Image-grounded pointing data
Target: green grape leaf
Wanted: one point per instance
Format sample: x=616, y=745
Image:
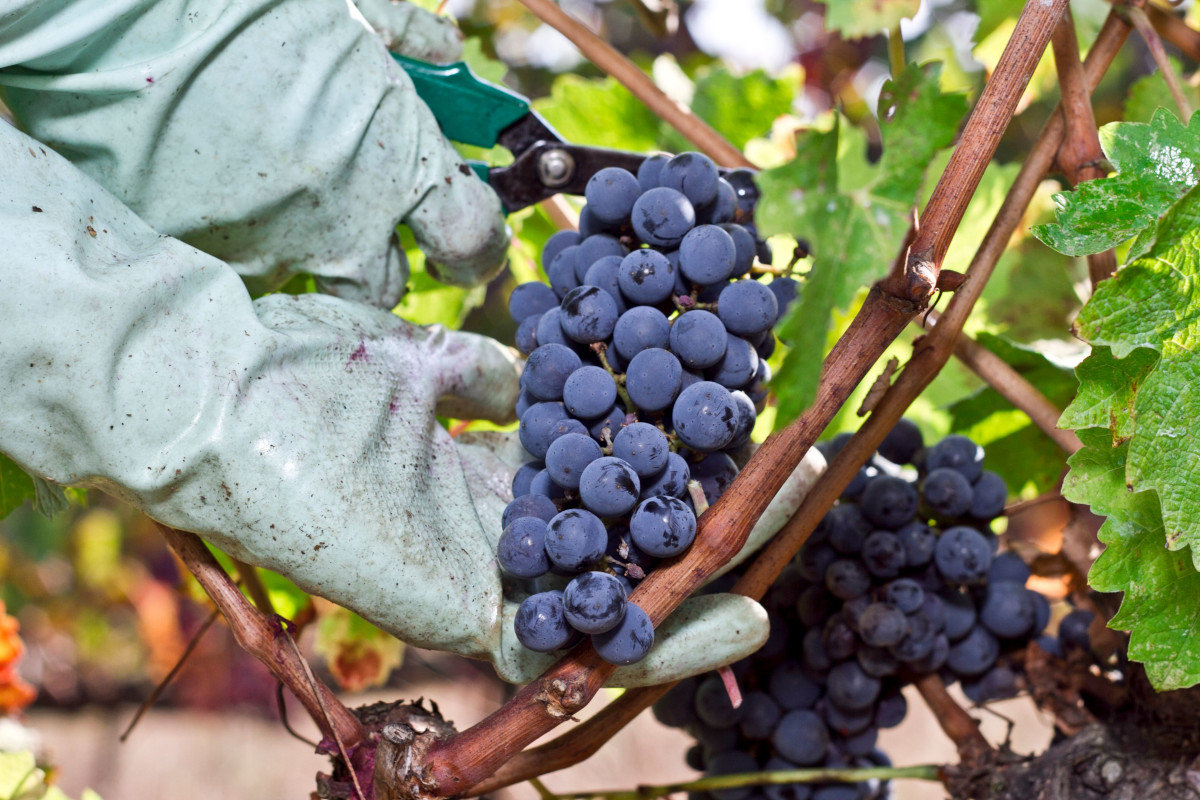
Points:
x=16, y=486
x=1107, y=391
x=1156, y=164
x=760, y=100
x=853, y=215
x=1017, y=449
x=1150, y=92
x=858, y=18
x=1161, y=587
x=600, y=113
x=918, y=120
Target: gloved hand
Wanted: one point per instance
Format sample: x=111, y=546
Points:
x=295, y=433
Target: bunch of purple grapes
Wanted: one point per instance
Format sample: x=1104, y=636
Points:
x=900, y=579
x=646, y=370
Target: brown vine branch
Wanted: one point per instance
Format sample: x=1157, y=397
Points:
x=258, y=635
x=989, y=119
x=1176, y=31
x=1080, y=156
x=1155, y=44
x=586, y=739
x=1012, y=386
x=628, y=73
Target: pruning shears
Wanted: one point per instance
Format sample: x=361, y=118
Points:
x=472, y=110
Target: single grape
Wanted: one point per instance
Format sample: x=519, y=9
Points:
x=713, y=705
x=876, y=662
x=568, y=457
x=845, y=528
x=547, y=370
x=901, y=443
x=786, y=290
x=707, y=254
x=629, y=641
x=653, y=379
x=705, y=416
x=737, y=367
x=643, y=446
x=947, y=493
x=747, y=419
x=918, y=541
x=891, y=710
x=975, y=654
x=881, y=625
x=883, y=554
x=958, y=452
x=989, y=495
x=663, y=527
x=562, y=271
x=847, y=578
x=648, y=172
x=748, y=307
x=1008, y=609
x=539, y=426
x=677, y=708
x=528, y=505
x=525, y=476
x=699, y=338
x=723, y=208
x=760, y=716
x=802, y=738
x=1073, y=630
x=610, y=487
x=540, y=624
x=521, y=549
x=889, y=501
x=743, y=248
x=529, y=299
x=640, y=329
x=588, y=392
x=646, y=277
x=611, y=194
x=594, y=602
x=574, y=539
x=791, y=689
x=526, y=337
x=671, y=482
x=588, y=314
x=959, y=614
x=905, y=594
x=663, y=216
x=694, y=174
x=850, y=687
x=963, y=554
x=1008, y=567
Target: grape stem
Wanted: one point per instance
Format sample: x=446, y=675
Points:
x=916, y=276
x=1080, y=156
x=258, y=633
x=845, y=775
x=618, y=378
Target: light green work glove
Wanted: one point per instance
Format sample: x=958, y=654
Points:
x=295, y=433
x=277, y=136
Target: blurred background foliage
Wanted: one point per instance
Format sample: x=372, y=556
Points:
x=106, y=611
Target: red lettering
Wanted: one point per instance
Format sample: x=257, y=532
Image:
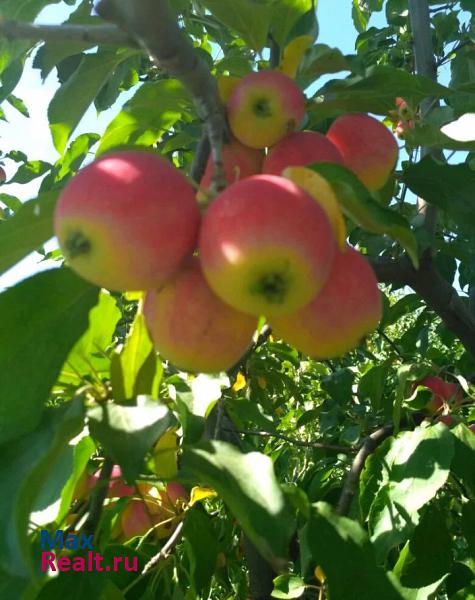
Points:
x=47, y=559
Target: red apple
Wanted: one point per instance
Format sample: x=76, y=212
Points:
x=264, y=107
x=299, y=149
x=192, y=327
x=266, y=246
x=368, y=147
x=127, y=221
x=346, y=309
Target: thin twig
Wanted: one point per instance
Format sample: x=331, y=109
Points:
x=171, y=543
x=293, y=441
x=98, y=495
x=352, y=479
x=91, y=35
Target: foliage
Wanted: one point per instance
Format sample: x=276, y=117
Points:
x=80, y=383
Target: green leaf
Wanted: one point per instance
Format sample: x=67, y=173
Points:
x=74, y=97
x=46, y=315
x=372, y=383
x=416, y=466
x=285, y=15
x=375, y=92
x=463, y=465
x=132, y=358
x=249, y=18
x=358, y=204
x=449, y=187
x=24, y=466
x=88, y=357
x=201, y=545
x=340, y=546
x=127, y=433
x=83, y=451
x=154, y=109
x=288, y=587
x=30, y=227
x=428, y=555
x=247, y=483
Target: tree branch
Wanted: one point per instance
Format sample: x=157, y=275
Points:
x=153, y=24
x=425, y=65
x=294, y=442
x=352, y=479
x=92, y=35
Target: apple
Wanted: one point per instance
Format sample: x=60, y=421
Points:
x=127, y=221
x=346, y=309
x=322, y=192
x=193, y=328
x=266, y=246
x=161, y=509
x=239, y=162
x=264, y=107
x=368, y=147
x=443, y=393
x=299, y=149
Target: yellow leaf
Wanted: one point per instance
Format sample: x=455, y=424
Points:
x=226, y=85
x=165, y=455
x=240, y=382
x=293, y=54
x=319, y=574
x=200, y=493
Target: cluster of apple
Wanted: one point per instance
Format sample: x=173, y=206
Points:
x=445, y=400
x=147, y=506
x=272, y=244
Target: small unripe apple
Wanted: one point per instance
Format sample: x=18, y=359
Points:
x=266, y=246
x=346, y=309
x=193, y=328
x=368, y=148
x=127, y=221
x=239, y=162
x=264, y=107
x=443, y=393
x=299, y=149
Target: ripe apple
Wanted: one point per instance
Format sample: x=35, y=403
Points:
x=346, y=309
x=299, y=149
x=192, y=327
x=443, y=393
x=322, y=192
x=127, y=221
x=264, y=107
x=368, y=148
x=157, y=508
x=266, y=246
x=239, y=162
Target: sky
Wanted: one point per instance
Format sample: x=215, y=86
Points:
x=32, y=136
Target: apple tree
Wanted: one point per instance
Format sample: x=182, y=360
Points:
x=156, y=442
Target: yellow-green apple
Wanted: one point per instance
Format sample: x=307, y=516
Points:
x=299, y=149
x=368, y=148
x=239, y=162
x=346, y=309
x=161, y=510
x=266, y=246
x=193, y=328
x=443, y=393
x=264, y=107
x=127, y=221
x=322, y=192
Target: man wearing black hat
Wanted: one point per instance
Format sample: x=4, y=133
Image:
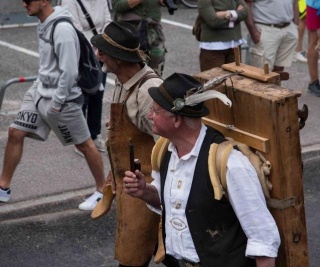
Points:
x=199, y=229
x=119, y=50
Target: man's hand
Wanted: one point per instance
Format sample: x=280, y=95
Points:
x=134, y=184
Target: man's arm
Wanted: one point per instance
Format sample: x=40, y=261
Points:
x=135, y=185
x=254, y=32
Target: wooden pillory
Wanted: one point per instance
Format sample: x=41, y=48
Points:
x=265, y=116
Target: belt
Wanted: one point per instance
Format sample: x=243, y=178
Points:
x=185, y=263
x=279, y=26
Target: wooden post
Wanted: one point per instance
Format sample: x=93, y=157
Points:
x=264, y=116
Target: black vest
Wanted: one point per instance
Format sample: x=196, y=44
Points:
x=215, y=229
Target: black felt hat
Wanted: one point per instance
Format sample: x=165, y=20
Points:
x=174, y=89
x=119, y=40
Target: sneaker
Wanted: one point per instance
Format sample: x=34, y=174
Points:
x=78, y=152
x=314, y=88
x=5, y=195
x=99, y=143
x=301, y=56
x=91, y=202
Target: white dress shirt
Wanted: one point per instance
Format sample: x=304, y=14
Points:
x=245, y=195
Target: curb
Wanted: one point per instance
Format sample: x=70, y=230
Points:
x=43, y=205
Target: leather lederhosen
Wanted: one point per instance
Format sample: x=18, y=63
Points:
x=137, y=226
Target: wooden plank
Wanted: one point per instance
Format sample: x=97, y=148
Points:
x=253, y=72
x=266, y=111
x=254, y=141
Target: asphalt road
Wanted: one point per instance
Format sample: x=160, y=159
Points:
x=68, y=237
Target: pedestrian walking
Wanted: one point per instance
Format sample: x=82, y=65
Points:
x=54, y=101
x=146, y=16
x=91, y=17
x=220, y=31
x=313, y=26
x=273, y=29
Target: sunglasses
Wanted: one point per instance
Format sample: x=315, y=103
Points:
x=28, y=2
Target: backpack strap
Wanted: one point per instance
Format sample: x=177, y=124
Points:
x=88, y=17
x=54, y=27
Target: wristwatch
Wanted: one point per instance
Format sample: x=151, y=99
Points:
x=228, y=15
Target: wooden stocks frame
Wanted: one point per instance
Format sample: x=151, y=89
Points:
x=264, y=116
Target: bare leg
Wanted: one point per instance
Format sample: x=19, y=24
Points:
x=94, y=161
x=301, y=29
x=12, y=156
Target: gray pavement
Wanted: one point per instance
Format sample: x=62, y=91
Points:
x=51, y=180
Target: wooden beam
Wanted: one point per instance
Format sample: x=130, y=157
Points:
x=254, y=141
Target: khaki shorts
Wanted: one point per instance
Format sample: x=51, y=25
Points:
x=37, y=119
x=276, y=46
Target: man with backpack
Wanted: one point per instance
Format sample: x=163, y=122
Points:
x=54, y=101
x=200, y=229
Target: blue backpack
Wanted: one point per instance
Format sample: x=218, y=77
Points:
x=90, y=74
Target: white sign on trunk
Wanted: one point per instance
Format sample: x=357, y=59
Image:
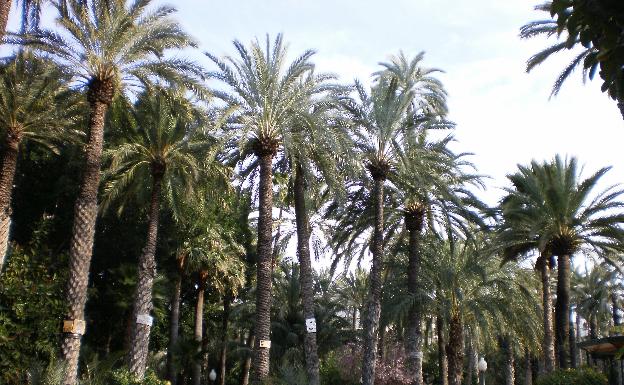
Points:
x=311, y=325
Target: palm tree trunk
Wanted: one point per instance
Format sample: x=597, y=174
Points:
x=7, y=175
x=548, y=343
x=199, y=325
x=455, y=350
x=5, y=9
x=562, y=310
x=83, y=231
x=224, y=335
x=414, y=225
x=247, y=365
x=371, y=321
x=442, y=358
x=141, y=319
x=305, y=277
x=264, y=270
x=174, y=328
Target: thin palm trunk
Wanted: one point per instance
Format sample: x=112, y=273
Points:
x=141, y=318
x=548, y=343
x=5, y=9
x=562, y=311
x=442, y=358
x=305, y=277
x=224, y=336
x=414, y=225
x=455, y=350
x=85, y=212
x=247, y=364
x=264, y=269
x=174, y=329
x=7, y=175
x=199, y=326
x=371, y=321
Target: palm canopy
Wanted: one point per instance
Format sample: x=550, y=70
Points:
x=157, y=137
x=551, y=209
x=112, y=43
x=35, y=102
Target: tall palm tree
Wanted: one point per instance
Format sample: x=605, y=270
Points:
x=564, y=214
x=162, y=151
x=266, y=100
x=36, y=105
x=108, y=47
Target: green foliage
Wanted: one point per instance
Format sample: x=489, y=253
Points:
x=31, y=303
x=585, y=376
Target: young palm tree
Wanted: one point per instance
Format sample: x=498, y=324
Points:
x=563, y=214
x=108, y=46
x=267, y=100
x=162, y=150
x=36, y=105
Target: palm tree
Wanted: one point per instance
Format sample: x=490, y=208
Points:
x=561, y=215
x=36, y=105
x=266, y=101
x=160, y=148
x=109, y=47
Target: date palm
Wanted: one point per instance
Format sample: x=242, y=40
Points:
x=561, y=214
x=36, y=105
x=267, y=97
x=166, y=156
x=108, y=47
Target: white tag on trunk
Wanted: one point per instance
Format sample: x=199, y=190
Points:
x=145, y=319
x=311, y=325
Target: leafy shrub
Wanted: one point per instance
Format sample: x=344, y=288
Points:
x=585, y=376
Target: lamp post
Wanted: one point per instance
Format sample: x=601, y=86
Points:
x=482, y=368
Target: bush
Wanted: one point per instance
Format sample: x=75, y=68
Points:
x=585, y=376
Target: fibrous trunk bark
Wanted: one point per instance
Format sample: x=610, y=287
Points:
x=7, y=175
x=224, y=335
x=371, y=321
x=414, y=225
x=305, y=278
x=199, y=326
x=142, y=308
x=548, y=343
x=562, y=311
x=174, y=328
x=442, y=358
x=264, y=270
x=83, y=230
x=455, y=350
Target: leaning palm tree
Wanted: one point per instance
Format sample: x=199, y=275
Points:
x=562, y=214
x=36, y=105
x=109, y=47
x=266, y=100
x=164, y=155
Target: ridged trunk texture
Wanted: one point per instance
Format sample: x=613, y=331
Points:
x=414, y=224
x=199, y=326
x=371, y=320
x=224, y=325
x=174, y=329
x=264, y=269
x=139, y=342
x=442, y=358
x=455, y=350
x=305, y=277
x=5, y=9
x=7, y=175
x=562, y=311
x=83, y=230
x=247, y=364
x=548, y=346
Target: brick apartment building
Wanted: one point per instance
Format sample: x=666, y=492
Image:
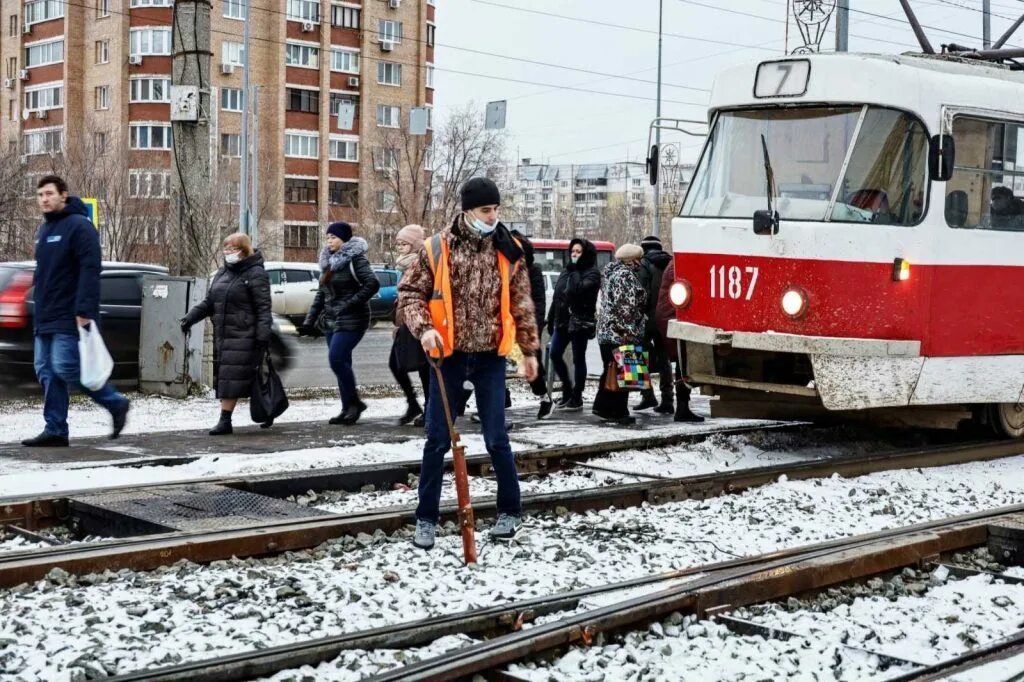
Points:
x=99, y=71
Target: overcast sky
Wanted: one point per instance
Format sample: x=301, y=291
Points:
x=480, y=42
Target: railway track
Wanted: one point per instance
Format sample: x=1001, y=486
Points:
x=148, y=552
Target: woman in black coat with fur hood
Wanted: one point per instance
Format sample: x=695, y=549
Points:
x=239, y=304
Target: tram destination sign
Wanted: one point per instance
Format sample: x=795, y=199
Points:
x=786, y=78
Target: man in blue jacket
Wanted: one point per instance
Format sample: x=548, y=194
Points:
x=67, y=296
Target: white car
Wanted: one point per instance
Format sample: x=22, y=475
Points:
x=293, y=287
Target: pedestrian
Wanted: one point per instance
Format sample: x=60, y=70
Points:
x=239, y=303
x=341, y=310
x=650, y=273
x=407, y=353
x=666, y=311
x=467, y=298
x=67, y=296
x=623, y=322
x=572, y=320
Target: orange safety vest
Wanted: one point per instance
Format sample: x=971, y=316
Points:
x=441, y=310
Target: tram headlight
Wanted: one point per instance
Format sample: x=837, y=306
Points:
x=795, y=302
x=680, y=293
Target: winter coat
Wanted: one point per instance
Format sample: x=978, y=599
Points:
x=344, y=300
x=239, y=304
x=475, y=291
x=576, y=291
x=68, y=264
x=624, y=306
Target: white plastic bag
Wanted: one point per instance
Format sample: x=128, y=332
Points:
x=95, y=364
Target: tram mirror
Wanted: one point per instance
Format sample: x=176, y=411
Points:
x=652, y=164
x=941, y=153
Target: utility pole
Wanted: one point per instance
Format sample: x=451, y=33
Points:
x=843, y=26
x=986, y=24
x=657, y=129
x=244, y=172
x=190, y=68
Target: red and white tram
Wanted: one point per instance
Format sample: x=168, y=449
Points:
x=853, y=242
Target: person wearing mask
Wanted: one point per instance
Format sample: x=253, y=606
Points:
x=665, y=312
x=650, y=274
x=341, y=310
x=239, y=303
x=467, y=298
x=67, y=296
x=407, y=353
x=572, y=320
x=623, y=321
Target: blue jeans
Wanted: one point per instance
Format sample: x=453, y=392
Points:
x=559, y=340
x=339, y=354
x=486, y=372
x=56, y=366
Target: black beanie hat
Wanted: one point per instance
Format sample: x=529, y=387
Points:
x=479, y=192
x=342, y=230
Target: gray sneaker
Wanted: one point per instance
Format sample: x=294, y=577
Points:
x=506, y=527
x=425, y=530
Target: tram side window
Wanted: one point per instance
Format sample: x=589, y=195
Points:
x=986, y=190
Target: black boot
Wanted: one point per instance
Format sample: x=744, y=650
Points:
x=223, y=427
x=412, y=412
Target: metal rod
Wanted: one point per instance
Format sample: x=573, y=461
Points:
x=926, y=46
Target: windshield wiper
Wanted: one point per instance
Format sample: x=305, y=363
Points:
x=766, y=222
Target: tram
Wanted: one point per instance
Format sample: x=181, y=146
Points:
x=852, y=242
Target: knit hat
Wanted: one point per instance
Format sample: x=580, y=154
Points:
x=479, y=192
x=413, y=235
x=342, y=230
x=629, y=252
x=650, y=243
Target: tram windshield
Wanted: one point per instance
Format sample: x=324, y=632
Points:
x=821, y=172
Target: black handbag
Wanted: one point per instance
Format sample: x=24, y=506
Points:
x=267, y=399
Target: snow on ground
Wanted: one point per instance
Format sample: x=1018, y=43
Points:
x=131, y=621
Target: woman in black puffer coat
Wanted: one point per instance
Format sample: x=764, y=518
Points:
x=341, y=310
x=239, y=303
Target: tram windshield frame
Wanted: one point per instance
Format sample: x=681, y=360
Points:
x=832, y=163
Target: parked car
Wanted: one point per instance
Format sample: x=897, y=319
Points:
x=382, y=304
x=121, y=313
x=293, y=287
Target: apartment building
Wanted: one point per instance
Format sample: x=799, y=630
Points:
x=96, y=74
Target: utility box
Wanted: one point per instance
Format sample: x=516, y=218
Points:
x=166, y=365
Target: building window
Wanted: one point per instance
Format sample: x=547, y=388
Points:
x=303, y=100
x=343, y=194
x=388, y=73
x=230, y=99
x=346, y=17
x=39, y=55
x=302, y=237
x=389, y=30
x=102, y=97
x=151, y=41
x=48, y=97
x=232, y=52
x=150, y=136
x=150, y=89
x=303, y=145
x=388, y=116
x=47, y=141
x=303, y=10
x=344, y=150
x=148, y=184
x=302, y=55
x=385, y=201
x=235, y=8
x=298, y=190
x=345, y=61
x=230, y=145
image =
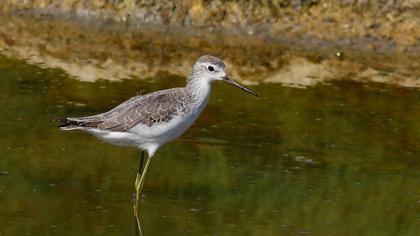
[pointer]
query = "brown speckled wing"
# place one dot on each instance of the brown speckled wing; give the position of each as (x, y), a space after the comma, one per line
(147, 109)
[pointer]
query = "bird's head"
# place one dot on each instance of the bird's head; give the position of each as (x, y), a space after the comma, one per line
(209, 68)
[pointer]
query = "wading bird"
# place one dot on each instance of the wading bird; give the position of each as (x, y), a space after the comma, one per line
(151, 120)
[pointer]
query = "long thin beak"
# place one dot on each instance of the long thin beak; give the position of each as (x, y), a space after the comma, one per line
(236, 84)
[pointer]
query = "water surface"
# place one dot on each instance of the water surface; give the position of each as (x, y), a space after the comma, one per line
(334, 159)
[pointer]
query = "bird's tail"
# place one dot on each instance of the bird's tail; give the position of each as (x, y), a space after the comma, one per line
(70, 123)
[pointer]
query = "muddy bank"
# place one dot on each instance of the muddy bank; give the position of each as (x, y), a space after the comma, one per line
(90, 50)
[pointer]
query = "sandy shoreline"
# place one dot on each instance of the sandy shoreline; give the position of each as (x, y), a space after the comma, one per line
(89, 49)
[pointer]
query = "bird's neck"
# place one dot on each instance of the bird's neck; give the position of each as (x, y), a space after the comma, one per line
(199, 89)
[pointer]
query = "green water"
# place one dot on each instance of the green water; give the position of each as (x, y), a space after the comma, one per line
(338, 159)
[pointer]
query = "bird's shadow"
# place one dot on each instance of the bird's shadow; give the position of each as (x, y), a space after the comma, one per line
(138, 228)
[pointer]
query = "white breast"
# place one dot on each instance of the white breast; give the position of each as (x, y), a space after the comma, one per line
(167, 131)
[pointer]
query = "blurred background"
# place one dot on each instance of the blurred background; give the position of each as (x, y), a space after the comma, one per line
(330, 148)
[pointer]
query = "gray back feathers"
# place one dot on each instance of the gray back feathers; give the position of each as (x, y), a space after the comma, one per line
(149, 109)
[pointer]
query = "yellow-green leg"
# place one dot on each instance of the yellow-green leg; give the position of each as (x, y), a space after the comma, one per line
(141, 176)
(137, 182)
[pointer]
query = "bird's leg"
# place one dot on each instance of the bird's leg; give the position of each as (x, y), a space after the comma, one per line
(139, 187)
(137, 182)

### Your goal
Which lines of the data include the string "with"? Find them and copy each one.

### Output of the task
Target: man with backpack
Target: woman in black coat with fur hood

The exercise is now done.